> **Your instructions**: Quote the entries below word for word, from the first line of the entries through the line that contains "positive clicks: (359, 315)", inclusive.

> **Extracted material**:
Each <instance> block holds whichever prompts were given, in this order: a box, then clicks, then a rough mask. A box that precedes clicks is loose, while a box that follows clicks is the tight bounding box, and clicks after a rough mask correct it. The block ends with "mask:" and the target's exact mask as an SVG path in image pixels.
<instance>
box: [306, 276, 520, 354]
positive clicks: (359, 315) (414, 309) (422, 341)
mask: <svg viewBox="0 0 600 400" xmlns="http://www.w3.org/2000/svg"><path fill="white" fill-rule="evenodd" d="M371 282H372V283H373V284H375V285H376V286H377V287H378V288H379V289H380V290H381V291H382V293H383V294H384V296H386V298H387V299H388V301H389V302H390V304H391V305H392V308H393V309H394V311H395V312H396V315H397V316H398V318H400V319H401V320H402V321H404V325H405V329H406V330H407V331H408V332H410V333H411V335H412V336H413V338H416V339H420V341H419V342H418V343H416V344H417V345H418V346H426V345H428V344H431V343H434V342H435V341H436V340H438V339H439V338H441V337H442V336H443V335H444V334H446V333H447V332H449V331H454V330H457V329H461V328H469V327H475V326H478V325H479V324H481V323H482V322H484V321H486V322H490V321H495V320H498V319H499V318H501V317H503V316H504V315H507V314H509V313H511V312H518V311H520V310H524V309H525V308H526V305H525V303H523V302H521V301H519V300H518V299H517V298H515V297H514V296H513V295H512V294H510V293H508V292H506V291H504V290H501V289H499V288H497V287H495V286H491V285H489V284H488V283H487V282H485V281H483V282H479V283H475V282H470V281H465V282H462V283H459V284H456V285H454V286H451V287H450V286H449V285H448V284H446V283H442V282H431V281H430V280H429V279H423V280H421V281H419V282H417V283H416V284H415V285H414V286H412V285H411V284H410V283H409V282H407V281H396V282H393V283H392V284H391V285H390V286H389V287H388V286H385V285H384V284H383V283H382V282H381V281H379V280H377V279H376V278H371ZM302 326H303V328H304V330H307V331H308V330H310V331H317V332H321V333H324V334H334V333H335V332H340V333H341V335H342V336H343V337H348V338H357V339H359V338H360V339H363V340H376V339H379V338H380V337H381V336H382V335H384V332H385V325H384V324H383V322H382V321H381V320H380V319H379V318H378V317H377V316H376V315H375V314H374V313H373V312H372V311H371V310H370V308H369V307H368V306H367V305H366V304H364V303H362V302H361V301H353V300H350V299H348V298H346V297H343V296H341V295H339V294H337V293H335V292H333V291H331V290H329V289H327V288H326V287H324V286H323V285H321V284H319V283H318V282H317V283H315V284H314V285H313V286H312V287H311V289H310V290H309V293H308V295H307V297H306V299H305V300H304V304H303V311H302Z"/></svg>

> **Problem solution**:
Each <instance> block holds whichever prompts were given, in this order: a box, then clicks, then a rough mask. A box that precedes clicks is loose, while a box that follows clicks is the tight bounding box, and clicks after a rough mask correct it. The block ends with "mask:" and the target's exact mask as an SVG path in image pixels.
<instance>
box: [306, 276, 520, 354]
positive clicks: (359, 315) (414, 309) (422, 341)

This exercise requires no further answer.